Instructions for the task: Reproduce all of the material exactly as shown.

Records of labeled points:
********

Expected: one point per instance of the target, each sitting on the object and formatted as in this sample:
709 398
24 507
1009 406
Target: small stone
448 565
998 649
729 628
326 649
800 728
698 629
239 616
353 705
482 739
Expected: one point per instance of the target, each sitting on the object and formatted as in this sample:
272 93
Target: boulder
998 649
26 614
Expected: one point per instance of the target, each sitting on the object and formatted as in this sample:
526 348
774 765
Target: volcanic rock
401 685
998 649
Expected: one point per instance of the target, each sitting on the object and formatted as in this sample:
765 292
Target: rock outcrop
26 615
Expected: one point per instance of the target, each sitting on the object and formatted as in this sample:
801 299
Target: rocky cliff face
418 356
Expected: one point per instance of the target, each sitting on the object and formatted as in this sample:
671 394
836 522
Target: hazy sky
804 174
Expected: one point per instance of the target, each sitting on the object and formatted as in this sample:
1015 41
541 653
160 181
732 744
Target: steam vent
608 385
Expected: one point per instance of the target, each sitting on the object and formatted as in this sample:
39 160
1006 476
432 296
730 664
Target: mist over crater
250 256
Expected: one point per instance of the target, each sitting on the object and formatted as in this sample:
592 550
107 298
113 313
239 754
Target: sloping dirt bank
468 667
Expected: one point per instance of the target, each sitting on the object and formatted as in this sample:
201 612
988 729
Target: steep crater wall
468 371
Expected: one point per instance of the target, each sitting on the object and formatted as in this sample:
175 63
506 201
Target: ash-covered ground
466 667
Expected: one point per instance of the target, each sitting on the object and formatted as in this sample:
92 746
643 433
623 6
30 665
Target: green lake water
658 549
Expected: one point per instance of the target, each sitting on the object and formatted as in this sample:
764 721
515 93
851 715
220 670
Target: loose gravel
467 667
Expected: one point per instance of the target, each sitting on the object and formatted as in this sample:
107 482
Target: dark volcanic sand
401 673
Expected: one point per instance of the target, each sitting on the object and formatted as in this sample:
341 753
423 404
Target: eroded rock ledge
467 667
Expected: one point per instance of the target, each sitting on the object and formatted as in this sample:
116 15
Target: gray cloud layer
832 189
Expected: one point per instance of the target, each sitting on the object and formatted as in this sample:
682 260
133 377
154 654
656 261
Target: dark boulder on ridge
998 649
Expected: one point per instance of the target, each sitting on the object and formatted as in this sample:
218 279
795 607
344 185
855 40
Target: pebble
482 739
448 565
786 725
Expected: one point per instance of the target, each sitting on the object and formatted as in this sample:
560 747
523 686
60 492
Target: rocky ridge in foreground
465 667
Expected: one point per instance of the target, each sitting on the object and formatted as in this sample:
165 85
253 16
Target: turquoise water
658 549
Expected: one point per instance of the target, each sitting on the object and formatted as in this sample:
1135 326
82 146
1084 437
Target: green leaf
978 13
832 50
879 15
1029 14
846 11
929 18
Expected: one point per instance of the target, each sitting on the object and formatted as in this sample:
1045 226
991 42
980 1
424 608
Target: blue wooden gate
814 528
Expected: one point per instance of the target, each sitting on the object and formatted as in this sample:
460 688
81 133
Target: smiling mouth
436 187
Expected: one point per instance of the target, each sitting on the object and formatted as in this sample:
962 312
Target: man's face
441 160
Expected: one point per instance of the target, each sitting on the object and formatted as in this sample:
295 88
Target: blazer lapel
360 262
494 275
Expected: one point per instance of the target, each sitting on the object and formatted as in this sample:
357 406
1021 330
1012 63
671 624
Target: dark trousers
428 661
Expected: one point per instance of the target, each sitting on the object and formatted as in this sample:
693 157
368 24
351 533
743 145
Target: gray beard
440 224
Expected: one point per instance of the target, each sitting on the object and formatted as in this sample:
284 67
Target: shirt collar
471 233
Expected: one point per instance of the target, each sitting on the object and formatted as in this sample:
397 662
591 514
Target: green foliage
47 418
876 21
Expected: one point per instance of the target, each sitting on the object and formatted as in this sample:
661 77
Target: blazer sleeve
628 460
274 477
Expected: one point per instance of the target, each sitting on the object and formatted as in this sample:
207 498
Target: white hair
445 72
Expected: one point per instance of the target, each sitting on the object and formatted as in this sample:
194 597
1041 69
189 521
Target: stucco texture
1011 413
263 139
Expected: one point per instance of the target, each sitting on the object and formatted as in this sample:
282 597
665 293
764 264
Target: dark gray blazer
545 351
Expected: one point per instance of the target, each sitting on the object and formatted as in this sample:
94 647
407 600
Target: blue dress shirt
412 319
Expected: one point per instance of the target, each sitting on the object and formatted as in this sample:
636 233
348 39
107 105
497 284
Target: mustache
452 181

********

Result:
Expected: one point per instance of the target, each sitting on the object and formatted as in this sample:
709 398
24 507
1009 406
Target: small stone
448 565
998 649
729 628
326 649
800 728
698 629
239 616
353 705
482 739
Expected: one point per instance of the target, each sitting on the object and formatted as in this sample:
272 93
Target: boulder
998 649
26 614
Expected: one point per instance of the target, each sitting on the object and formatted as in this sample:
526 348
774 765
Target: volcanic rock
401 685
998 649
Expected: one point per instance of the target, each sitting on the object and formatted as in this sample:
765 292
Target: rock outcrop
26 615
Expected: one point per instance of the target, each sitting on the object and formatted as in this sample:
801 299
Target: rocky cliff face
418 356
Expected: one point per instance of the target, each sitting on the object and formatted as in this sample:
671 394
836 522
Target: hazy sky
804 174
Expected: one point per instance of the target, each sitting on the object and formatted as in this sample:
1015 41
541 653
160 181
732 744
Target: steam vent
608 385
Expected: one point per instance of the target, each sitting on the object and formatted as in this sample:
39 160
1006 476
432 296
730 664
Target: mist over crater
250 256
Expected: one point per instance of the target, each sitting on the object and formatted as in this sample:
592 550
107 298
113 313
239 754
Target: sloping dirt bank
468 667
Expected: one point per instance of the target, each sitting on the object and formatted as in this sample:
201 612
988 729
Target: steep crater wall
468 371
Expected: one point per instance of the target, each sitting on the object and formatted as in this sample:
175 63
506 201
Target: ash-covered ground
466 667
Expected: one point per instance of the target, each sitting on the object and formatted as in this sample:
92 746
643 433
623 6
30 665
Target: green lake water
658 549
Expected: one point per instance of the target, each sitting on the object and formatted as in this sample:
764 721
515 93
851 715
220 670
Target: loose gravel
467 667
Expected: one point per instance of the target, each sitting on the object and formatted as in this sample:
107 482
Target: dark volcanic sand
401 673
Expected: one point per instance of the target, each sitting on the object and formatted as in this sample:
341 753
423 404
Target: eroded rock ledge
467 667
Expected: one point per instance of the target, each sitting on the object and formatted as in this sample:
116 15
Target: gray cloud layer
832 189
Expected: one point per instance of the target, each sitting on the object and formatted as in this sample:
682 260
133 377
154 654
656 261
Target: dark boulder on ridge
998 649
Expected: one point per instance of the target, each sitting on the object and formatted as in this sample:
218 279
795 607
344 185
855 40
Target: pebble
482 739
448 565
786 725
Expected: one point per instance of the target, each sitting on the object and formatted as in this sample:
560 747
523 686
60 492
Target: rocky ridge in foreground
465 667
Expected: one point per instance of the target, each sitting on the object and formatted as in this sample:
165 85
253 16
Target: turquoise water
658 549
Expected: one point per instance of the target, each sitting on the object and formatted as in this sample:
1135 326
82 146
1084 437
Target: green leaf
978 13
832 50
879 15
1029 14
846 11
929 18
Expected: one point per instance of the target, each sitting on the object and formatted as in this sample:
1045 226
991 42
980 1
424 608
Target: blue wooden gate
814 528
Expected: one point per instance of the target, each sitting on the object and formatted as in this sample:
460 688
81 133
Target: smiling mouth
436 187
Expected: one point per instance of the target, each sitting on the object and formatted as in this sample:
962 312
Target: man's face
441 160
Expected: one point per instance of the target, each sitting on the object and formatted as in this sample:
295 88
Target: blazer lapel
360 262
494 275
Expected: one point per instance of the target, each sitting on the object and formatted as in this sample:
357 406
1021 330
1012 63
671 624
Target: dark trousers
428 661
Expected: one point per instance of the target, each sitting on the object and formatted as in this sample:
693 157
368 24
351 533
743 145
Target: gray beard
440 224
Expected: one point per instance of the target, each sitting on the object and formatted as in this sample:
284 67
Target: shirt collar
471 233
Expected: one point per instance of the target, each sitting on the object and formatted as in this sample:
397 662
591 514
Target: green foliage
47 418
876 21
Expected: one point per instance of the target, each sitting on the object and formatted as in this sample:
661 77
Target: blazer sleeve
628 460
274 477
Expected: one point per instance of the target, each sitting on the object and formatted as in this sample:
207 498
Target: white hair
445 72
Expected: one point per instance of the target, each sitting on the object and formatted as in this sample:
194 597
1041 69
189 521
Target: stucco texture
1011 413
263 139
Expected: one point per instance of the target, each sitting on the object and formatted as in this sample:
282 597
665 293
764 264
Target: dark gray blazer
545 351
Expected: one point per instance of the target, each sitting on the object and formatted as in this sample:
94 647
407 600
Target: blue dress shirt
412 319
Expected: one point per instance of the target, each sitting on the object and formatted as in this sample:
636 233
348 39
107 105
497 284
Target: mustache
452 181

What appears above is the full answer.